--- SOURCE MATERIAL ---
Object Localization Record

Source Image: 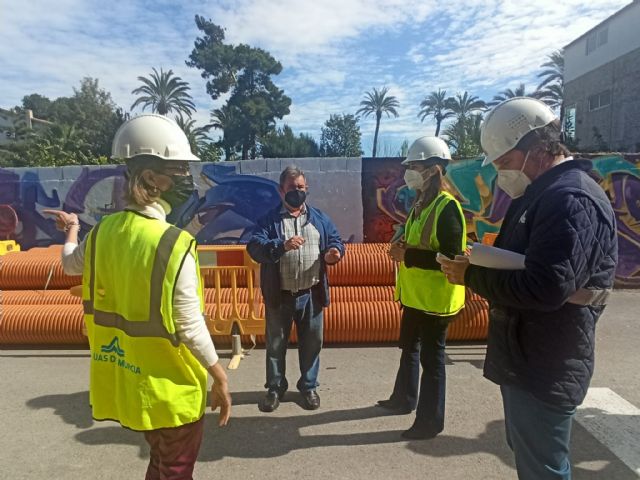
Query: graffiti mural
[0,155,640,288]
[362,155,640,288]
[0,164,280,250]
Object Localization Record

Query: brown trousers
[144,415,204,480]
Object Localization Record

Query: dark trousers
[391,307,453,433]
[500,385,576,480]
[265,290,323,392]
[144,416,204,480]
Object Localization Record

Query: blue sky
[0,0,630,155]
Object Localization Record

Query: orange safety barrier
[198,245,265,335]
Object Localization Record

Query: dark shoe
[302,390,320,410]
[376,400,413,415]
[278,388,287,401]
[258,392,280,413]
[400,423,440,440]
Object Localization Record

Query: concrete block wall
[225,157,363,242]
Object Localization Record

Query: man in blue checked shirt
[247,166,345,412]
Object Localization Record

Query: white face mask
[404,169,424,190]
[497,152,531,199]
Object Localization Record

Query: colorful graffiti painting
[362,155,640,288]
[0,164,280,250]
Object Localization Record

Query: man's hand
[42,209,80,232]
[324,247,340,265]
[284,235,304,252]
[436,254,469,285]
[389,242,407,262]
[208,362,231,427]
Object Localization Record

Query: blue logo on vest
[93,336,141,375]
[100,337,124,357]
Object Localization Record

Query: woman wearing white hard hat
[378,137,466,439]
[46,115,231,479]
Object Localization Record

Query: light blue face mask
[496,151,531,199]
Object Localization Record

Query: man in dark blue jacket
[247,166,344,412]
[439,98,617,480]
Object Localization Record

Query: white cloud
[0,0,629,157]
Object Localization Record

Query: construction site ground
[0,291,640,480]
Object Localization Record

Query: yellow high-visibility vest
[82,211,207,430]
[395,192,467,316]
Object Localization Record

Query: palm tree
[487,83,540,107]
[443,113,482,158]
[447,91,487,120]
[206,105,237,160]
[131,68,196,117]
[176,115,211,154]
[418,89,454,137]
[356,87,400,158]
[538,50,564,110]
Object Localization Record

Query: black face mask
[284,190,307,208]
[160,175,196,210]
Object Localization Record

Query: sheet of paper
[469,243,525,270]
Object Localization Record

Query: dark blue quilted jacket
[465,160,618,406]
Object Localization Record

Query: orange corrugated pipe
[0,305,87,345]
[0,290,82,305]
[204,285,395,303]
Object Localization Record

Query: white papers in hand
[469,243,524,270]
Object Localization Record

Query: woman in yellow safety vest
[47,115,231,479]
[378,137,466,439]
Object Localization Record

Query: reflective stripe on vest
[395,192,466,316]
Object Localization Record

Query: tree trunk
[372,115,382,158]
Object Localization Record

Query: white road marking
[576,388,640,475]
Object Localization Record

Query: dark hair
[280,165,307,187]
[124,155,167,207]
[514,120,571,157]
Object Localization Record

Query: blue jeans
[265,290,323,392]
[500,385,576,480]
[390,306,452,433]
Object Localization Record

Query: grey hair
[280,165,307,187]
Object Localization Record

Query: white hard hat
[111,114,200,162]
[480,97,557,167]
[402,137,451,165]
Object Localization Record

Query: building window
[585,25,609,55]
[589,90,611,112]
[564,105,576,140]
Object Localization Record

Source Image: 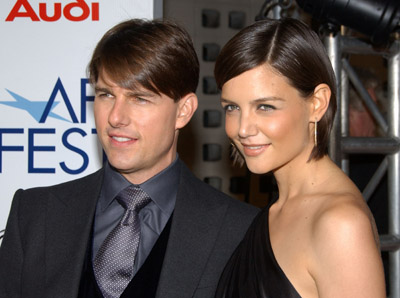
---
Rewrite all of the entries above, changing "Query" to "Prompt" everywhere and keeping everything else the same. Leave the pictures out.

RESPONSE
Object Localization Record

Source Image: 
Prompt: graffiti mural
[0,155,640,288]
[362,155,640,288]
[0,164,280,250]
Object Localization Record

Prompt: brown trousers
[144,415,204,480]
Object Localization Record

Prompt: dark trousers
[391,307,453,433]
[500,385,576,480]
[265,290,323,392]
[144,416,204,480]
Object Localization Record

Prompt: blue sky
[0,0,630,155]
Object Localization Record

Prompt: orange safety barrier
[198,245,265,335]
Object Localization Record

Prompt: dark shoe
[302,390,320,410]
[376,400,413,415]
[278,388,287,401]
[258,392,280,413]
[400,423,440,440]
Object Localization Record

Prompt: concrete block wall
[225,157,363,242]
Object Localization Record

Prompt: man in blue checked shirt
[247,166,345,412]
Object Localization Record

Prompt: white face mask
[404,169,424,190]
[497,152,531,199]
Object Localization Record

Prompt: colorful graffiti painting
[362,155,640,288]
[0,164,280,250]
Object Localization Record

Prompt: man's hand
[42,209,80,232]
[324,247,340,265]
[284,235,304,252]
[436,254,469,285]
[389,242,407,262]
[208,362,231,427]
Object Localization Record

Prompt: blue logo on vest
[93,336,141,375]
[100,337,124,357]
Object Localization Record

Prompt: woman wearing white hard hat
[378,137,466,439]
[46,115,231,479]
Object Localization Record

Prompt: light blue face mask
[496,151,531,199]
Object Localization Record

Prompt: man in dark blue jacket
[247,166,344,412]
[439,98,617,480]
Object Localization Record

Prompt: white cloud
[0,0,629,157]
Object Localization Record

Prompt: construction site ground
[0,291,640,480]
Object Localization Record

Prompt: yellow high-visibility vest
[82,211,207,430]
[395,192,467,316]
Object Localization Record

Prompt: palm tree
[487,83,540,107]
[443,113,482,158]
[447,91,487,120]
[206,105,237,160]
[131,68,196,117]
[176,115,211,154]
[418,89,454,137]
[356,87,400,158]
[538,50,564,110]
Object Localization Record

Prompt: black face mask
[284,190,307,208]
[160,175,196,210]
Object Localization Record

Prompt: sheet of paper
[469,243,525,270]
Object Localization Record

Prompt: dark blue quilted jacket
[465,160,618,406]
Object Localization Record

Prompt: orange corrugated pipe
[0,305,87,345]
[0,290,82,305]
[204,285,395,303]
Object Localization Record

Prompt: white papers in hand
[469,243,524,270]
Object Localization Record

Prompt: woman in yellow safety vest
[47,115,231,479]
[378,137,466,439]
Object Localization Record

Prompt: reflective stripe on vest
[395,192,466,316]
Object Localization Record

Prompt: tree trunk
[372,115,382,158]
Object Localization Record

Prompt: white road marking
[576,388,640,475]
Object Localization Record

Prompt: dark hair
[280,165,307,187]
[124,155,167,207]
[514,120,571,157]
Object Localization Record

Prompt: blue jeans
[265,290,323,392]
[500,385,576,480]
[390,306,452,433]
Object Localization Record

Prompt: grey hair
[280,165,307,187]
Object Localization Record

Prompt: white hard hat
[111,114,200,162]
[480,97,557,167]
[402,137,451,165]
Object Localization Record

Prompt: building window
[585,25,609,55]
[589,90,611,112]
[564,105,576,140]
Object Localization Record

Source Image: 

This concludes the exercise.